### [Exercise set]
1) List the headings for the ways competition can arise in the workplace conflict text below.
2) Carry on the workplace conflict text below, picking up after its final sentence.

### [Passage provided]

Estimated reading time: 5 minutes
Conflict in the workplace is an inevitable reality. This is why it is so important to understand what causes conflict in business and to have a conflict resolution plan in place to address it when it happens.
Conflict is defined as:
“To come into collision or disagreement; be contradictory, at
variance or in opposition; clash to fight or contend; do battle.”
Conflict can be the result of competition in the workplace.
Sources Of Conflict At Work
And, competition can come in a couple of ways.
Competition for resources – Battles often ensue over limited resources. These resources can be in the form of budget dollars, prime workspace, or available labor/employees.
Position – Competition can arise from an employee’s position, which may be their demonstration of ability, work skills, or influence in the work environment.
Relationships – Often, there is social competition. Employees try to demonstrate their relationships (popularity) with the boss, coworkers, vendors, and sometimes customers.

### [Data under study]
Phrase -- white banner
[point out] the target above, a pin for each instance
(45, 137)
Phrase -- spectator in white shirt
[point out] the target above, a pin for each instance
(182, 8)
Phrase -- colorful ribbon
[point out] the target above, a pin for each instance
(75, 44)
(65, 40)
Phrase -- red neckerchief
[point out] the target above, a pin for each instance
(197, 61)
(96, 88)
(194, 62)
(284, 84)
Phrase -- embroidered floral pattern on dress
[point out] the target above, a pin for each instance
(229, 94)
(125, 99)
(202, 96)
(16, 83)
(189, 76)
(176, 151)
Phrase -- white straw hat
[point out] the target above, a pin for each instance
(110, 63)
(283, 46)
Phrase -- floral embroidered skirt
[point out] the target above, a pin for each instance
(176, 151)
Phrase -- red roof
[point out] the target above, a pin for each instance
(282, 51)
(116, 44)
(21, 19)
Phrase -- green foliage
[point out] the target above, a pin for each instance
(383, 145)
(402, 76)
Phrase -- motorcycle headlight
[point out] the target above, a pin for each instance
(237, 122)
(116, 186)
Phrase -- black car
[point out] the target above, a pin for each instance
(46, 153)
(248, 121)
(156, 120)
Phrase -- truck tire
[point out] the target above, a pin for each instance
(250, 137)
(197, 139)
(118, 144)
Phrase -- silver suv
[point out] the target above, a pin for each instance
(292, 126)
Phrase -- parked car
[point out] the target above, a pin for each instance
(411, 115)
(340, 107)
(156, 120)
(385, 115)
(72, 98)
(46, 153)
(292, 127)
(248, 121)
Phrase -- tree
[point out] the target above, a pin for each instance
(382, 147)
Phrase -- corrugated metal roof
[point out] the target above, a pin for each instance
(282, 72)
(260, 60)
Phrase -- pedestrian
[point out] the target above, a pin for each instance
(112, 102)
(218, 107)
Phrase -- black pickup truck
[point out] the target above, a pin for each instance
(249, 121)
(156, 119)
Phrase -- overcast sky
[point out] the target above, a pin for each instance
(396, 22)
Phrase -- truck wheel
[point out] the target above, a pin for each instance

### [Written answers]
1)
Competition for resources
Position
Relationships

2)
Personality – Let’s be real. We all have different social styles, and sometimes, the way we interact and communicate can be the source of conflict. Invest in social style training to help increase employee awareness of the different ways we all communicate.
If managed properly, conflict can add value to an organization.
For example, if employees hold back ideas and suggestions because they fear a negative response from others, it could hinder an organization’s creative process.
But if the culture embraces diverse thinking, it can generate innovative ideas.
Conflict can occur between co-workers, employees and managers, individual work groups and departments, or between an organization and a vendor.
Conflict is often the result of a disagreement over resources or how goals are accomplished.
But what drives the emotional response to conflict is often a difference in priorities, values, position, and personal style.
Underlying Organizational Issues
Conflict can be a manifestation of underlying organizational issues.
For example, unclear boundaries or inconsistent enforcement of policies can mean that employees are treated differently.
This results in resentment for different standards of behavior.
Conflict among co-workers creates distractions that can hinder an organization’s ability to meet corporate objectives.
The goal of a workplace conflict resolution strategy is to find a win-win or a compromise, so that each party’s interests are met at some level.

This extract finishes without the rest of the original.